### Exercise prompt
The data below is to be repeated in full, exactly as given.

[Saved entries]
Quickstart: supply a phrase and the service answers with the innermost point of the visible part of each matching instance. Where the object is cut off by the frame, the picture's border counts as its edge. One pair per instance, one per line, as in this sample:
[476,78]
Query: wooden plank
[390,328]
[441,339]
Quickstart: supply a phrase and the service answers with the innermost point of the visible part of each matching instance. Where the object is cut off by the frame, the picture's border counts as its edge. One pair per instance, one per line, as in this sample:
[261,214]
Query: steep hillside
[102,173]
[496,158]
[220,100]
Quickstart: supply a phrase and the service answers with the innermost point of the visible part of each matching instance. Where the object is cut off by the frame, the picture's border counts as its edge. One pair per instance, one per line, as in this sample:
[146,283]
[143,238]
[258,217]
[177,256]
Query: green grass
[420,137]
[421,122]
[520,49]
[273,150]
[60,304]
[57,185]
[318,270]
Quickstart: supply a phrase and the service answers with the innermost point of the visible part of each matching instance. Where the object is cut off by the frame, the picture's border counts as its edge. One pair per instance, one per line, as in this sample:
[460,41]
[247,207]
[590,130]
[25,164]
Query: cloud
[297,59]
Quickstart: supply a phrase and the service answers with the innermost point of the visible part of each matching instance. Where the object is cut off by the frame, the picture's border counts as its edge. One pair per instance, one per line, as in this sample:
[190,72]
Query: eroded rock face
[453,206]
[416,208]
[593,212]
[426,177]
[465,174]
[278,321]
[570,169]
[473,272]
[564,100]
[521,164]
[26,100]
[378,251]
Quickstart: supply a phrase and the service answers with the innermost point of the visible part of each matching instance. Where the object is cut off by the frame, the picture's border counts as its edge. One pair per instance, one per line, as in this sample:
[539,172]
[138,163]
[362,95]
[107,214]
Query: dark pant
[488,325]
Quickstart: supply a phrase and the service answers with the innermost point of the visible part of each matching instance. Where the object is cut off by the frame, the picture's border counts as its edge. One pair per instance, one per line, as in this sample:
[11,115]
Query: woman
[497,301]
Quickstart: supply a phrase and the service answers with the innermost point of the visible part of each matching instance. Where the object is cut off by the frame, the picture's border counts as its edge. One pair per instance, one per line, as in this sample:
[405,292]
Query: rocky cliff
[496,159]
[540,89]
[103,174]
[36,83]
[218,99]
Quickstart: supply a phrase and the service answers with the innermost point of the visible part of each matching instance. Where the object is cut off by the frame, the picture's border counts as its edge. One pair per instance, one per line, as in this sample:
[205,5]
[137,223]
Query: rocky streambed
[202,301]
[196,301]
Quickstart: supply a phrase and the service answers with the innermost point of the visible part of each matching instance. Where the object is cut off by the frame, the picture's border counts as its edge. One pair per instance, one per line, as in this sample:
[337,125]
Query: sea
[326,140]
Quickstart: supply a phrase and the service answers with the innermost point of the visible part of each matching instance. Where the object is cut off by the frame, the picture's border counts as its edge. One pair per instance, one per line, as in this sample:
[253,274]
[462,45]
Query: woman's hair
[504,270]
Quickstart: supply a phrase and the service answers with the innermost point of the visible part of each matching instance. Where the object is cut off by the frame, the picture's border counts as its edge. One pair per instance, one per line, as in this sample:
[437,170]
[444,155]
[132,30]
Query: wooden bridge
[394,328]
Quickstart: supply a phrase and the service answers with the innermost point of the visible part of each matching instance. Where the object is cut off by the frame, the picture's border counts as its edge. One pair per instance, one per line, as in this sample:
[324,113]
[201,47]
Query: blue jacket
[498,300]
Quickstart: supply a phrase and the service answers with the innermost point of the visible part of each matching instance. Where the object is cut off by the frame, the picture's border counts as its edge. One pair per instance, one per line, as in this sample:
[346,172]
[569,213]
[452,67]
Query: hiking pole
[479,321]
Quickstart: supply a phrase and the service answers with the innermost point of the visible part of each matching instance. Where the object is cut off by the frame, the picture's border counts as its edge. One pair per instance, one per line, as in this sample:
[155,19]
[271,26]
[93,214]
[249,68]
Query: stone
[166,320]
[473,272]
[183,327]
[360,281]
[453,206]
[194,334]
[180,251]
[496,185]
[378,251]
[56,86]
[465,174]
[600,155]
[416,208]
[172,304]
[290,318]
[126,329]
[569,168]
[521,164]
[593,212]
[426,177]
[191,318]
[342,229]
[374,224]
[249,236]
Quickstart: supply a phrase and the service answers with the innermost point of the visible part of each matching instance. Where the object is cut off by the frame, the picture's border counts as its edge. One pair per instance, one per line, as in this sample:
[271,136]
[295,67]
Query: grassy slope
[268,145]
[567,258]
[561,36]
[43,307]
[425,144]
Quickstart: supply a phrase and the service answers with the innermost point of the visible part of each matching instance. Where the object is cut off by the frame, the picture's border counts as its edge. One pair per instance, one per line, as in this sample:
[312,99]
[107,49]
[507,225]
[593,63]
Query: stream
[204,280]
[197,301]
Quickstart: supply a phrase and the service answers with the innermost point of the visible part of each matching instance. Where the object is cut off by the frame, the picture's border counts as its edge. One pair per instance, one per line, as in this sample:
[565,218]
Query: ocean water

### Task answer
Quickstart: supply a phrase and the service answers with the innermost point of the visible part of each matching instance. Where the object is cut off by the frame, the picture's border counts as its edge. One pair per instance, one per line, as in this sample:
[476,78]
Query: wooden plank
[390,328]
[441,339]
Quickstart: supply a phrase and the service answers with the innermost point of the visible part of each matching instance. Where the object is cut off by the frame, the picture's border counts as its edge. One pair per instance, one per line, as in this sample:
[261,214]
Query: steep hillside
[102,173]
[496,158]
[220,100]
Quickstart: supply a phrase and the service answers with the innermost point of the visible part of each matching instance. Where the object is cut off by the frame, the picture's border counts as its edge. One pair per instance, one per line, as in this sample:
[146,283]
[143,238]
[258,217]
[177,256]
Query: green grass
[420,137]
[421,122]
[520,49]
[273,150]
[60,304]
[57,185]
[318,270]
Quickstart: supply a phrase and the service answers with the innermost point of the visible part of each matching instance. Where the object is cut off by the frame, the picture's border counts as its edge. One pair per instance, one per line, as in this sample:
[460,41]
[247,207]
[590,130]
[25,164]
Query: cloud
[297,59]
Quickstart: supply a phrase and the service answers with the innermost point of the visible part of each matching instance. Where the object is cut off by the frame, the picture's border counts as its edge. One pair per instance, one per line, as in this sample:
[190,72]
Query: eroded rock face
[453,206]
[416,208]
[593,212]
[426,177]
[465,174]
[278,321]
[570,169]
[473,272]
[564,100]
[521,164]
[26,100]
[378,251]
Quickstart: supply a phrase and the service answers with the innermost point of the visible part of each matching instance. Where the object is cut off by the frame, the picture's border counts as its edge. One pair per instance, one per line, as in this sample:
[539,172]
[138,163]
[362,95]
[107,214]
Query: dark pant
[488,325]
Quickstart: supply a phrase and the service answers with the innermost point of the visible part of each matching instance. Where the object is cut off by the frame, the picture's border counts as its edge. One pair per instance, one per line, as in this sample:
[11,115]
Query: woman
[497,301]
Quickstart: supply a phrase and the service answers with the innermost point of the visible part of each matching instance. Where the object is cut off by the frame, the picture's border counts as its edge. One pair per instance, one per line, as in this sample:
[405,292]
Query: rocky cliff
[496,159]
[540,89]
[103,174]
[36,83]
[218,99]
Quickstart: supply a phrase and the service answers with the innermost point of the visible part of each matching instance. Where the object is cut off by the frame, the picture's border counts as its edge. One pair per instance, one per line, as in this sample:
[205,5]
[137,223]
Query: rocky streambed
[202,301]
[196,301]
Quickstart: supply a phrase and the service answers with the innermost point of the visible part of each matching instance. Where the object is cut off by the frame, the picture's border counts as its edge. One pair per instance, one per line, as in this sample:
[337,125]
Query: sea
[326,140]
Quickstart: supply a phrase and the service answers with the innermost point of the visible part of each matching instance. Where the object is cut off by the frame, the picture's border counts as its edge. One pair per instance, one per line, as in this sample:
[253,274]
[462,45]
Query: woman's hair
[504,270]
Quickstart: supply a phrase and the service answers with the innermost point of the visible part of each matching instance. Where the object is cut off by the frame, the picture's border counts as its edge. One pair per instance, one per line, as in this sample:
[437,170]
[444,155]
[132,30]
Query: wooden bridge
[394,328]
Quickstart: supply a phrase and the service answers with the innermost point of the visible part of each matching instance. Where the object is cut off by the frame, the picture's border counts as its edge. One pair per instance, one per line, as in this sample:
[324,113]
[201,47]
Query: blue jacket
[498,300]
Quickstart: supply a phrase and the service answers with the innermost point of the visible part of each matching instance. Where the object is cut off by the frame, the picture's border counts as its edge. One pair per instance, one per line, as in this sample:
[346,172]
[569,213]
[452,67]
Query: hiking pole
[479,321]
Quickstart: supply a phrase and the service answers with the innermost point of the visible part of each matching instance. Where the object is cut off by the frame, the picture's border counts as its edge. One pair per instance, one per line, as in this sample:
[155,19]
[271,26]
[93,214]
[249,68]
Query: stone
[166,320]
[473,272]
[183,327]
[360,281]
[453,206]
[194,334]
[180,251]
[496,185]
[378,251]
[56,86]
[465,174]
[600,155]
[416,208]
[172,304]
[290,318]
[126,329]
[569,168]
[521,164]
[593,212]
[426,177]
[191,318]
[342,229]
[374,224]
[249,236]
Quickstart: supply a phrase and the service answers with the innermost point of the visible part of each matching instance. Where the object is cut off by the frame, the picture's border counts as its edge. One pair per instance, one per line, as in this sample:
[271,136]
[295,67]
Query: grassy slope
[268,145]
[567,258]
[561,36]
[43,307]
[425,144]
Quickstart: supply a phrase and the service answers with the innermost point of the visible part of each matching instance. Where the object is cut off by the frame, the picture's border counts as its edge. One pair per instance, one per line, as in this sample:
[312,99]
[107,49]
[507,225]
[593,63]
Query: stream
[204,280]
[197,301]
Quickstart: supply a phrase and the service answers with the innermost point of the visible part of each matching instance. Where the object is cut off by the frame, the picture's border counts as its edge. One pair per instance, one per line, as in this sample:
[565,218]
Query: ocean water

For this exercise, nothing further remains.